- Stated exercise
Your task is to return the span of lines beginning at the one with "clear blue sky" and ending at the last line of the data, exactly as it stands.

- Data section

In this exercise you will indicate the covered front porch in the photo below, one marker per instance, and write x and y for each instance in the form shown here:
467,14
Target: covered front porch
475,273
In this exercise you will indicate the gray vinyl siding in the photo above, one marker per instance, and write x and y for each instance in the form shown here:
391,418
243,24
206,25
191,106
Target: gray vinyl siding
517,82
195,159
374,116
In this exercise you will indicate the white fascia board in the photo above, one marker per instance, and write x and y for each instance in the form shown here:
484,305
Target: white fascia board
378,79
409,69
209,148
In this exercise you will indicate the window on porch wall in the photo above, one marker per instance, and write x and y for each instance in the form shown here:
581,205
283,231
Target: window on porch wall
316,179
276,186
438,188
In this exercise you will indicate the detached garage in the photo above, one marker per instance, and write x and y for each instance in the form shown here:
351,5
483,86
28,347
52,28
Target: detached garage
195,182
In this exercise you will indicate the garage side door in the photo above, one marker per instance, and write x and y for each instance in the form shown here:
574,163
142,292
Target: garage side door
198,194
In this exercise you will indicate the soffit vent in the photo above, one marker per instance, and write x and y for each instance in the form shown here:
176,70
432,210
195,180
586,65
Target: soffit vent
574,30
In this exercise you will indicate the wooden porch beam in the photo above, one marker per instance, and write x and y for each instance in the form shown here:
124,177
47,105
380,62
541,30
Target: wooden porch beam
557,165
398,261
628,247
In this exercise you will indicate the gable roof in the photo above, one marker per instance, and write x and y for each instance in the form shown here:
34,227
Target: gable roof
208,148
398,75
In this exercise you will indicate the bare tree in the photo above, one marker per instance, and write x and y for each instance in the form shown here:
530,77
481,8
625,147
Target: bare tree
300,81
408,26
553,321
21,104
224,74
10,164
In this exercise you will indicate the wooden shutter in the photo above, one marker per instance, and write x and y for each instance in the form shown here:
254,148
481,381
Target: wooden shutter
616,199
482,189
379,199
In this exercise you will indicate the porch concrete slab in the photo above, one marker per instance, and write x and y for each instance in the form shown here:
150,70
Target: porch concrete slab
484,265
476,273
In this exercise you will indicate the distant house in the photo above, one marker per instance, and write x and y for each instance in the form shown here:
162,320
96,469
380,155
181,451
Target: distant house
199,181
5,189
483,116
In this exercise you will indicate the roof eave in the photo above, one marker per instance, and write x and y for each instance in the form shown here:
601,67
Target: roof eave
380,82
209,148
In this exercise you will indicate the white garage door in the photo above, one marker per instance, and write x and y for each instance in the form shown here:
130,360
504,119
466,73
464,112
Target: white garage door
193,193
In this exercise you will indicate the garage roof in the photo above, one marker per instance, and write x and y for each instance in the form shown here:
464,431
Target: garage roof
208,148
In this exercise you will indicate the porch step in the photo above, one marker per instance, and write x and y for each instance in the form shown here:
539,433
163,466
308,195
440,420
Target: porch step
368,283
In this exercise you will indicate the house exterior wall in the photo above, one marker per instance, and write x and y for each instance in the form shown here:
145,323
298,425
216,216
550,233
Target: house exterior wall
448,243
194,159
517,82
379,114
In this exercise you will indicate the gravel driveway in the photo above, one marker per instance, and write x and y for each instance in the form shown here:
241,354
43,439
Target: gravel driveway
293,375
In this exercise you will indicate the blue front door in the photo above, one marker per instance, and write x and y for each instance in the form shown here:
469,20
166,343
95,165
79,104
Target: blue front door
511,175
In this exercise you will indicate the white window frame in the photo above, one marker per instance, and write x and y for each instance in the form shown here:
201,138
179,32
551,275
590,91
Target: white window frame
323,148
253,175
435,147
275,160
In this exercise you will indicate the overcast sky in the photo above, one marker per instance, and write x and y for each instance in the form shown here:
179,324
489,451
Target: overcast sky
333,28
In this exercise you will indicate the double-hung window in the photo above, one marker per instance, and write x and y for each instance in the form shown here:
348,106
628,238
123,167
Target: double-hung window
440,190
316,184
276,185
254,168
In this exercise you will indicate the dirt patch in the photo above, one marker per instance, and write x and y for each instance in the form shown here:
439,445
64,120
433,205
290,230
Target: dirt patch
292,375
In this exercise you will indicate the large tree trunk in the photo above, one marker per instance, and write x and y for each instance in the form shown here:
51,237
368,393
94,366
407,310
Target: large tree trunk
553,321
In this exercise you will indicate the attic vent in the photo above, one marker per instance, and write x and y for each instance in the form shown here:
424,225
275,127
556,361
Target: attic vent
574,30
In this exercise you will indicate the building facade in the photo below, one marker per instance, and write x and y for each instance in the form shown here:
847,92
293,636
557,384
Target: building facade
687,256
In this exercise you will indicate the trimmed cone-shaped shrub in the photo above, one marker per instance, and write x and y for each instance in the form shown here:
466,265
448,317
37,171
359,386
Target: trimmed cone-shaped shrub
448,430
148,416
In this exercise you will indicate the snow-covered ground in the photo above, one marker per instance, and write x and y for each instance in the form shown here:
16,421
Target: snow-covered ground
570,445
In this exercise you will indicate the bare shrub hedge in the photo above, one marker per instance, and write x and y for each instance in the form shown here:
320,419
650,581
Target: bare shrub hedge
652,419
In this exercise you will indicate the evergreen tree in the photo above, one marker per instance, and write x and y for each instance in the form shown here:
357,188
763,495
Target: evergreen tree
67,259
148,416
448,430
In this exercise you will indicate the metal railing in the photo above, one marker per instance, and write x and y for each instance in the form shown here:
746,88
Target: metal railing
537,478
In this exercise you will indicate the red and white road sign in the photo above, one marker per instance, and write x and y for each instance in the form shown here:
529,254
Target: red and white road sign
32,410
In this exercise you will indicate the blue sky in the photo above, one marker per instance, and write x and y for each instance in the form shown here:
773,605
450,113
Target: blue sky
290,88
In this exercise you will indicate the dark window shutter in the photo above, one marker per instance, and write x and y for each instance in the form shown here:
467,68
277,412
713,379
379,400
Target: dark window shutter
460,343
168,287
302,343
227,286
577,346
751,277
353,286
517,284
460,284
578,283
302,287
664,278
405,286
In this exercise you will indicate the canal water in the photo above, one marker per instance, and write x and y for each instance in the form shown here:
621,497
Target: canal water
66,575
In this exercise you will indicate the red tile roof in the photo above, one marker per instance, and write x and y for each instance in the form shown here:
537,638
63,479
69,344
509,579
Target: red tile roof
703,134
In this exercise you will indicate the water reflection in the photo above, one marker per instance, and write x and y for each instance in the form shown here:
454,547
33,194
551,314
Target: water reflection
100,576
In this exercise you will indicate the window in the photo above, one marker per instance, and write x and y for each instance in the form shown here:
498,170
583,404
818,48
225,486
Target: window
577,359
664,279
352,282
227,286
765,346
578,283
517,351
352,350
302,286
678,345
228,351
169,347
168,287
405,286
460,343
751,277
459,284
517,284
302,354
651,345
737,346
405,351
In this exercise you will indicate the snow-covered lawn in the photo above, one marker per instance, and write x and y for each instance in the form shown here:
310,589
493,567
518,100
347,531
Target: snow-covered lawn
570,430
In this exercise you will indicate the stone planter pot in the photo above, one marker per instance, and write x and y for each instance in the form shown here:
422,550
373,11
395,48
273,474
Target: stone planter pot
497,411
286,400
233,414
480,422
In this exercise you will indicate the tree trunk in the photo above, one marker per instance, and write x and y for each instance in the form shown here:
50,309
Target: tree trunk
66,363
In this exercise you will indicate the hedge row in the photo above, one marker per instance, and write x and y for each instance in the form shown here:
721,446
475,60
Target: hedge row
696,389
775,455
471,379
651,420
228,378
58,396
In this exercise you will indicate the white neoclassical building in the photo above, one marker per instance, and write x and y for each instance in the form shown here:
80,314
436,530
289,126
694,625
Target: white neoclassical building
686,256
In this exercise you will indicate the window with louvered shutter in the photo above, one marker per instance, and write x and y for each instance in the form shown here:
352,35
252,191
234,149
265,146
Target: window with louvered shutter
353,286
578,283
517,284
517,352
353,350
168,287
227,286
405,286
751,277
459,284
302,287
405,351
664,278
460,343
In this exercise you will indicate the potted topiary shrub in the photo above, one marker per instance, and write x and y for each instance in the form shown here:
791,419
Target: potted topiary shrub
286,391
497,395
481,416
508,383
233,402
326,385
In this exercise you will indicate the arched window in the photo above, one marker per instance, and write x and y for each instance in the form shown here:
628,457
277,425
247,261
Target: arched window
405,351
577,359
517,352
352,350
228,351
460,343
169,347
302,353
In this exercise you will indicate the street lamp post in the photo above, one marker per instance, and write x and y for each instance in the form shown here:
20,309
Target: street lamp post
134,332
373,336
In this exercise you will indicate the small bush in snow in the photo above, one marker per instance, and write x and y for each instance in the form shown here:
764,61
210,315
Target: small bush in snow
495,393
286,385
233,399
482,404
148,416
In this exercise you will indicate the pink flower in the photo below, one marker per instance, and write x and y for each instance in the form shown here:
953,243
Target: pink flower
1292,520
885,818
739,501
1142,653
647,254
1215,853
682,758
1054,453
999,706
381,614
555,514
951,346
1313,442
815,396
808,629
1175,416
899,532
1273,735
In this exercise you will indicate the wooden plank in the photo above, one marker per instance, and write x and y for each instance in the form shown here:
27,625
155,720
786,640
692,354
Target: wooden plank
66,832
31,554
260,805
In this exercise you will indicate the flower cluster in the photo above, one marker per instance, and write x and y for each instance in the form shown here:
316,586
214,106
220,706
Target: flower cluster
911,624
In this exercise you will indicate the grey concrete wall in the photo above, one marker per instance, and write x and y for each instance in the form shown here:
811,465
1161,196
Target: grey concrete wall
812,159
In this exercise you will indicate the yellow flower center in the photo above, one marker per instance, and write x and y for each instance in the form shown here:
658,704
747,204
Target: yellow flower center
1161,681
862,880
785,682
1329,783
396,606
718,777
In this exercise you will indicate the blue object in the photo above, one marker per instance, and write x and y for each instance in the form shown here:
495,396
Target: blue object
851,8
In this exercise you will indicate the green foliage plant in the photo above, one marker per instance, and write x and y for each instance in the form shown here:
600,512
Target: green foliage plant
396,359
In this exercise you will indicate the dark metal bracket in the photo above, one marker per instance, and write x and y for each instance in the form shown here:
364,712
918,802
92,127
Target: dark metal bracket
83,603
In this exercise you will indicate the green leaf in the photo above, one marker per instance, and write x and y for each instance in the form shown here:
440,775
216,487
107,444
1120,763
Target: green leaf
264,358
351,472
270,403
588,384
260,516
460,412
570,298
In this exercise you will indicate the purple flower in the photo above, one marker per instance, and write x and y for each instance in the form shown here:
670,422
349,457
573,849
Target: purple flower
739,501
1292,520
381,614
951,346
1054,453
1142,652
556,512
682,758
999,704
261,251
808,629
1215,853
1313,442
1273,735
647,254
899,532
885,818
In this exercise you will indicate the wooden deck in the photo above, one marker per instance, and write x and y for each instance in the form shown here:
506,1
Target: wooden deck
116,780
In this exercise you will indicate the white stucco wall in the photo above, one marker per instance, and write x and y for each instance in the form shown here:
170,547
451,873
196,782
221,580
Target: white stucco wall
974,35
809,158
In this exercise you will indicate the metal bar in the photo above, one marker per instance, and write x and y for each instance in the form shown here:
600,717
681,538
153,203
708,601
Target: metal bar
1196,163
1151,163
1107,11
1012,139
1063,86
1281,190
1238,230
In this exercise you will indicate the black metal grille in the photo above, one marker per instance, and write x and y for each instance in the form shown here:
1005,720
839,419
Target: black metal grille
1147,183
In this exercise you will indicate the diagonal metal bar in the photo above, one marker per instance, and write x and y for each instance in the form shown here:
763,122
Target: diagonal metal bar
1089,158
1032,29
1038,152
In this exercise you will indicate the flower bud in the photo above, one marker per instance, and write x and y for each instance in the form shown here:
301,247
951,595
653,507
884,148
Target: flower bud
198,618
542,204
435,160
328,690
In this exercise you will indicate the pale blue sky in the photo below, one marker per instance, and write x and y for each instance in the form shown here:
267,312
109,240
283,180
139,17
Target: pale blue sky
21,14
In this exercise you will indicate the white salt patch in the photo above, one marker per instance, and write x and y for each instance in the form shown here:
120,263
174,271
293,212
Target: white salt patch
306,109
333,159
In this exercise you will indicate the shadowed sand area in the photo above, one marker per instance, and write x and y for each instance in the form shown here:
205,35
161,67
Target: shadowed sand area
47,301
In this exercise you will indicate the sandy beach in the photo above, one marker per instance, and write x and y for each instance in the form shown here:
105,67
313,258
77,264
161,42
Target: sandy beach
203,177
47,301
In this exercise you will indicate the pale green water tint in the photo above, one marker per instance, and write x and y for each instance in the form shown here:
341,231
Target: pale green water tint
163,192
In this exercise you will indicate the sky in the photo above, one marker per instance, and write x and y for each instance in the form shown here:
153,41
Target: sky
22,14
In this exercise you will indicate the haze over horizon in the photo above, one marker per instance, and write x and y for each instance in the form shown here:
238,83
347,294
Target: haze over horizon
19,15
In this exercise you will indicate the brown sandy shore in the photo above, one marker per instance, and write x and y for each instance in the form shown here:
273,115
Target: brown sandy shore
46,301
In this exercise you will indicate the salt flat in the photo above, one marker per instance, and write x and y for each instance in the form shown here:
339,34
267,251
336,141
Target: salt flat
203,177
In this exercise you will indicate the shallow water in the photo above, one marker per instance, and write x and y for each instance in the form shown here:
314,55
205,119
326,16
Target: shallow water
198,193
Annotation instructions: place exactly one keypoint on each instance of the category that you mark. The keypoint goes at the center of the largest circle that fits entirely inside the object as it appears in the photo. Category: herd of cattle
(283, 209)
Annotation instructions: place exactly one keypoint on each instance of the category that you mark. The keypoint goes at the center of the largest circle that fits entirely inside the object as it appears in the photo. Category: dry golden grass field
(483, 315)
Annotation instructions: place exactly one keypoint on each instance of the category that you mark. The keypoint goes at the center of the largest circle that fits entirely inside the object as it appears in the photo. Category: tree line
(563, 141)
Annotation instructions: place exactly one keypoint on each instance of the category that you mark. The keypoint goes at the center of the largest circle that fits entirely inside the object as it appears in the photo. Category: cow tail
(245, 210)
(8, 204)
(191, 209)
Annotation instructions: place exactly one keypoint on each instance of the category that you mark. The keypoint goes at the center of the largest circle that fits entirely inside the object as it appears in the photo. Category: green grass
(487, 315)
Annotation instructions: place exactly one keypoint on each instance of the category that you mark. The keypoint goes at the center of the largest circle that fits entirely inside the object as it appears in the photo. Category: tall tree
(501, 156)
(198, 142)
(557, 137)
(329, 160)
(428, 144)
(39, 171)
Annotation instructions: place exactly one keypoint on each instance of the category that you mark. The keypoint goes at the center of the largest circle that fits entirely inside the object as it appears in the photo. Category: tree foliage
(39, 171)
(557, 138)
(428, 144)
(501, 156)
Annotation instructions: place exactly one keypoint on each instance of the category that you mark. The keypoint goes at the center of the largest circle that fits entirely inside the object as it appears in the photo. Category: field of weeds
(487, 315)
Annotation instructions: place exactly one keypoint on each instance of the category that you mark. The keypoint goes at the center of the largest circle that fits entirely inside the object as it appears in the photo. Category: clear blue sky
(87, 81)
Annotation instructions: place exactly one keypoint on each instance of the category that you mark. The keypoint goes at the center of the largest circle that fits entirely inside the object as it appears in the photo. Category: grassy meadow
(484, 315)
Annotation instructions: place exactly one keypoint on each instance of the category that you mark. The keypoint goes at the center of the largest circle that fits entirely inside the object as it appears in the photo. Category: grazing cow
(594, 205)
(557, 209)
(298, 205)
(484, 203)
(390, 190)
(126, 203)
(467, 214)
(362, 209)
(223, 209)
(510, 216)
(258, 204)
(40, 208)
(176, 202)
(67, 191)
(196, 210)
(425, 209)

- Worked answer
Annotation instructions: place exactly one keypoint on each instance of the category that you mark. The keypoint goes at the center of the largest circle that fits entirely inside the object as it appears in the photo. Category: clear blue sky
(87, 81)
Annotation instructions: place exactly one keypoint on each instance of the category that you mark. The keypoint goes at the center of the largest circle that fits entirely inside the object as it appears in the photo. Category: grassy meadow
(484, 315)
Annotation instructions: place exactly one keypoint on each instance of the category that you mark. The keypoint goes at the center of the largest circle that fits entirely inside the object as it appears in the photo. Category: grazing cow
(594, 205)
(557, 209)
(298, 205)
(484, 203)
(390, 190)
(126, 203)
(467, 214)
(362, 209)
(223, 209)
(510, 216)
(258, 204)
(40, 208)
(176, 202)
(67, 191)
(196, 210)
(425, 209)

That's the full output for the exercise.